Saved entries

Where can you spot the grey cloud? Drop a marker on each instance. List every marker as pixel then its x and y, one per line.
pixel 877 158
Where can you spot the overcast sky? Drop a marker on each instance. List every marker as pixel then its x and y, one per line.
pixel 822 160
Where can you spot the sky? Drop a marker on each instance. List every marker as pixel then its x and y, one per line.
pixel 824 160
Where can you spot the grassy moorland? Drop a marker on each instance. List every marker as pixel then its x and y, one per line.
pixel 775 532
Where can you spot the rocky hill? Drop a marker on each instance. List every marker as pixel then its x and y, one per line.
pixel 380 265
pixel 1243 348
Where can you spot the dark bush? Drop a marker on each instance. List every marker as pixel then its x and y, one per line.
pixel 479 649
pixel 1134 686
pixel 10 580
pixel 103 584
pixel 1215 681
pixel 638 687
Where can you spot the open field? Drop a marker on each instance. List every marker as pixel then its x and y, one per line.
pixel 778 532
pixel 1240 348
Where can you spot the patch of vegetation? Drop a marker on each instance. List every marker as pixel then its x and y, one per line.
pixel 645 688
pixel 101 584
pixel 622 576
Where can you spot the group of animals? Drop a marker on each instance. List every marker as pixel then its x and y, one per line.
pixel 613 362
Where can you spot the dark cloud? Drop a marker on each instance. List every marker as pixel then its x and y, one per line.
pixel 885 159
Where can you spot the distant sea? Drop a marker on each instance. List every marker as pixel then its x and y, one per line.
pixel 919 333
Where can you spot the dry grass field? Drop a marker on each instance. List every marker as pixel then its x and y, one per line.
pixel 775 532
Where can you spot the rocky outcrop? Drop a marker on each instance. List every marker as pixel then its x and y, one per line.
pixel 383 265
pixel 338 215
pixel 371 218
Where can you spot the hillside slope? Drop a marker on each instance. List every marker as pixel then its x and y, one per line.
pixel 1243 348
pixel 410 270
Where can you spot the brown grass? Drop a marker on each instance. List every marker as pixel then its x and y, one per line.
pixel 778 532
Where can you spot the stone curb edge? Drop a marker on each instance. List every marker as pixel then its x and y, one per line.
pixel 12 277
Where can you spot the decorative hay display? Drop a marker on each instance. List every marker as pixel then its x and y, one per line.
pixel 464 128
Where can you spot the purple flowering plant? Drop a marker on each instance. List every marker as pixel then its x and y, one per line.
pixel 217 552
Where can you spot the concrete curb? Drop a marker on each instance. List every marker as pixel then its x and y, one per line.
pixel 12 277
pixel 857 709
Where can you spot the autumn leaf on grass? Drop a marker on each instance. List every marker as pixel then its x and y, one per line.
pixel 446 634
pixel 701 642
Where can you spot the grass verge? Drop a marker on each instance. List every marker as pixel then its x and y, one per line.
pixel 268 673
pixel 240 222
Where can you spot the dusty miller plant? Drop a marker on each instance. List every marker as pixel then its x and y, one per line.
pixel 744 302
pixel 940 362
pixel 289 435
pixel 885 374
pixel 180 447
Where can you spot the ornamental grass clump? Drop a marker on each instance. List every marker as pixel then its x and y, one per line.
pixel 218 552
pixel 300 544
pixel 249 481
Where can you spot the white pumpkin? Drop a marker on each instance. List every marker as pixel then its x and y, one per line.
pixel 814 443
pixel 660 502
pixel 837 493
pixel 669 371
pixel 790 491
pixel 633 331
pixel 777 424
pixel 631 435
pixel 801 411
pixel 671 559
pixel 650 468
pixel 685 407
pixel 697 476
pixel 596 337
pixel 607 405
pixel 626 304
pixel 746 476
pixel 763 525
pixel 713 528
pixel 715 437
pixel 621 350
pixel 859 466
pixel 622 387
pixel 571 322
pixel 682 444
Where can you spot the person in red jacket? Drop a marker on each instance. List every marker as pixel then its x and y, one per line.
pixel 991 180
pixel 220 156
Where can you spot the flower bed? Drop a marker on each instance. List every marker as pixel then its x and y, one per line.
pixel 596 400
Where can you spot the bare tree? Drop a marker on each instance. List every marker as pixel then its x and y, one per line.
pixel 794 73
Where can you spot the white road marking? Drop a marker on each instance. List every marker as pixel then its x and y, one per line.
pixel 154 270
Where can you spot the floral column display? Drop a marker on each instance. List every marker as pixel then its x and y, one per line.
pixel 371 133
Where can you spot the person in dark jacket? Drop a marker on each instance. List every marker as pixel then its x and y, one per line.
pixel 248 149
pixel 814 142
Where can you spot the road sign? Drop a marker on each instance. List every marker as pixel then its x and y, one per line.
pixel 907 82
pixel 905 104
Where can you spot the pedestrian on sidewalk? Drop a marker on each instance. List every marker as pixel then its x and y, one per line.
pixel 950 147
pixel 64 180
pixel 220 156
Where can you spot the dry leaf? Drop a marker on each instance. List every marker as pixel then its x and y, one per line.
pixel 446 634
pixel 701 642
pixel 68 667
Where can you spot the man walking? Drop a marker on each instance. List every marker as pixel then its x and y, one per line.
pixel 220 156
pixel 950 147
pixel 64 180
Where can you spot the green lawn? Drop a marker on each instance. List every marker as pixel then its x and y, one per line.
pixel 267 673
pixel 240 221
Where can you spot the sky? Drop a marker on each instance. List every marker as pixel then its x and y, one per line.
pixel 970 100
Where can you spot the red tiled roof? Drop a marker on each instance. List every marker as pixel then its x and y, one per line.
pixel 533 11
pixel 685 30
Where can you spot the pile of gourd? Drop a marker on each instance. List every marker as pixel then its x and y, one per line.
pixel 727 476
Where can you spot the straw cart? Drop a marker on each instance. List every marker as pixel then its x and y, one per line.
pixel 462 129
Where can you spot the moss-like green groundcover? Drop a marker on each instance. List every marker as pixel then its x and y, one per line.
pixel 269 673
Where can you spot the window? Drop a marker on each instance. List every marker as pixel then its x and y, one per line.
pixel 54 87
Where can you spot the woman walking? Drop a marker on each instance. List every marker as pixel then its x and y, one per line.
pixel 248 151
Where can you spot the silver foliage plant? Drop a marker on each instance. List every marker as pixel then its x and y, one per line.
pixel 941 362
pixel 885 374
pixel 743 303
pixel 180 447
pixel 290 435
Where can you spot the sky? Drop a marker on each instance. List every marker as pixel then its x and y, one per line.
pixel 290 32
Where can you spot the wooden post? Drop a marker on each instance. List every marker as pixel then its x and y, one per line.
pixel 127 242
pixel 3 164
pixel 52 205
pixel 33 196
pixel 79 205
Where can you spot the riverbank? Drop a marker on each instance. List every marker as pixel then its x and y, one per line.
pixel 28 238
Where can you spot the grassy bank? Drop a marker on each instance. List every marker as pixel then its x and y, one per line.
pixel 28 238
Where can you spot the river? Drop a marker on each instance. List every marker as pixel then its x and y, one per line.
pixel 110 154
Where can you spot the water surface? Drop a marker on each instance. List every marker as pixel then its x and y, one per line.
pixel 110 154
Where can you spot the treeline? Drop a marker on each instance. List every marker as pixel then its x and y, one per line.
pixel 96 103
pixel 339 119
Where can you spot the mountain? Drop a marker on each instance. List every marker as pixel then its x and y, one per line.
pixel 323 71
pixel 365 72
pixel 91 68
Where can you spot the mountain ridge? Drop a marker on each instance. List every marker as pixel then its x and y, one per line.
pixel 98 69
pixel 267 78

• **Task statement**
Find the line that contains "Where can you spot the moss-like". Restate it and all lines after it exactly, ending with the final line of the data.

• **Response area**
Where can you spot the moss-like green groundcover? Drop a marker on each instance. List every marker as pixel then its x and y, one per line.
pixel 269 673
Where can you spot the window? Drop a marker on each instance. List every marker as pixel then its x and y, one per line.
pixel 54 87
Where can you spot the woman walking? Drop a marker on each instance. List every marker as pixel then its x and y, one per line.
pixel 248 151
Where can you spot the silver foliage plant? Drop a marker on each instance. List every marker as pixel then its x and y, one per line.
pixel 941 362
pixel 885 374
pixel 743 303
pixel 180 447
pixel 290 435
Where can you spot the sky? Drop a marker on each instance. List every marker as pixel then its x and y, one per line.
pixel 290 32
Where can you spot the wooden post? Drop a marker on each instance. List every marker as pixel then its x and y, one per line.
pixel 127 242
pixel 3 164
pixel 52 205
pixel 33 196
pixel 79 205
Where can you spot the riverbank? Drop a marker on each instance. List every marker as pixel then its x and y, one per line.
pixel 28 238
Where can you spot the grassy bank? Drop a marker on each instance. List every marker as pixel then its x and y, one per line.
pixel 28 238
Where can you spot the river? Drop a marker on each instance. List every marker as pixel then its x and y, one per line.
pixel 110 154
Where can you spot the water surface? Drop a marker on each instance. List every marker as pixel then its x and y, one per line.
pixel 110 154
Where can you spot the treeline? Drop a marker on each instance. List every marker as pixel then its x and y, one per line.
pixel 96 103
pixel 339 119
Where can you spot the mountain? Drop a marker on each instance. List every marker as pixel then its x and y, one per line.
pixel 323 71
pixel 365 72
pixel 91 68
Where can you spot the mountain ridge? Drop a marker on each instance. List every marker as pixel then its x and y, one per line.
pixel 98 69
pixel 267 78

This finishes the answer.